## Task
Convert the rows into a Markdown table with two columns, Number and Line, giving each line its own numbered entry and leaving out any blank lines. Begin at the line that has "the girl's arm." and continue through the end of the rows.

## Given data

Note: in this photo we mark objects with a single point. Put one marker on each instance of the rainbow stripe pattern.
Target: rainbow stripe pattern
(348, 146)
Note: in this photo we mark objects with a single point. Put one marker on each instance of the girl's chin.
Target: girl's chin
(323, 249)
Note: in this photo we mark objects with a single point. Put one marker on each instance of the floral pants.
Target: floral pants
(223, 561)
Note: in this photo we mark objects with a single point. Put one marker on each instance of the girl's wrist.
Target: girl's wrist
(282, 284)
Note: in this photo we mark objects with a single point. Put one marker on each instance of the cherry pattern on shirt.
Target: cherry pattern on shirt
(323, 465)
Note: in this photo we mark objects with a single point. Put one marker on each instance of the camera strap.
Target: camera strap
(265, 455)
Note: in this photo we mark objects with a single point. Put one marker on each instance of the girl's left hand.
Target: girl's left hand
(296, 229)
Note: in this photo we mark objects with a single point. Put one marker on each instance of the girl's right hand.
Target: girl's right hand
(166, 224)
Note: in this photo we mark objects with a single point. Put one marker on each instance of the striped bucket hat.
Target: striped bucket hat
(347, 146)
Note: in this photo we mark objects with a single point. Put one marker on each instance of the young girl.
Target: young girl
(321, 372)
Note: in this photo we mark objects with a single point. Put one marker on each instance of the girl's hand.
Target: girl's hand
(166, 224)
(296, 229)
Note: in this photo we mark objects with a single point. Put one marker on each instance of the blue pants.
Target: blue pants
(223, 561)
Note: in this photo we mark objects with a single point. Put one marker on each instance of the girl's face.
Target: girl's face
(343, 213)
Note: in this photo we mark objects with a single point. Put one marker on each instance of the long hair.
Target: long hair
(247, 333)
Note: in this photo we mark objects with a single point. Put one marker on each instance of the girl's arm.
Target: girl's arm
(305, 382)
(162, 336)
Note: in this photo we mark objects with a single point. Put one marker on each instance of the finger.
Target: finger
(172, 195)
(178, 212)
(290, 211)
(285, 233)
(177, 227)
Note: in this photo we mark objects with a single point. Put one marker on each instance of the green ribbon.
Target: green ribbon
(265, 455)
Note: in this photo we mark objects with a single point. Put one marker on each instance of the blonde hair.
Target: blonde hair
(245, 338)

## Solution to the exercise
| Number | Line |
|---|---|
| 1 | Note: in this photo we mark objects with a single point. Put one marker on each instance of the girl's arm. |
| 2 | Target: girl's arm |
| 3 | (305, 382) |
| 4 | (162, 336) |
| 5 | Note: in this photo we mark objects with a single point. Put one marker on each instance of the finger. |
| 6 | Target: finger |
| 7 | (172, 195) |
| 8 | (178, 212) |
| 9 | (290, 211) |
| 10 | (285, 233) |
| 11 | (177, 227) |
| 12 | Note: in this photo we mark objects with a single point. Put one marker on each instance of the green ribbon. |
| 13 | Target: green ribbon |
| 14 | (265, 455) |
| 15 | Note: in this photo we mark objects with a single point. Put one marker on each instance of the blonde hair. |
| 16 | Target: blonde hair |
| 17 | (245, 338) |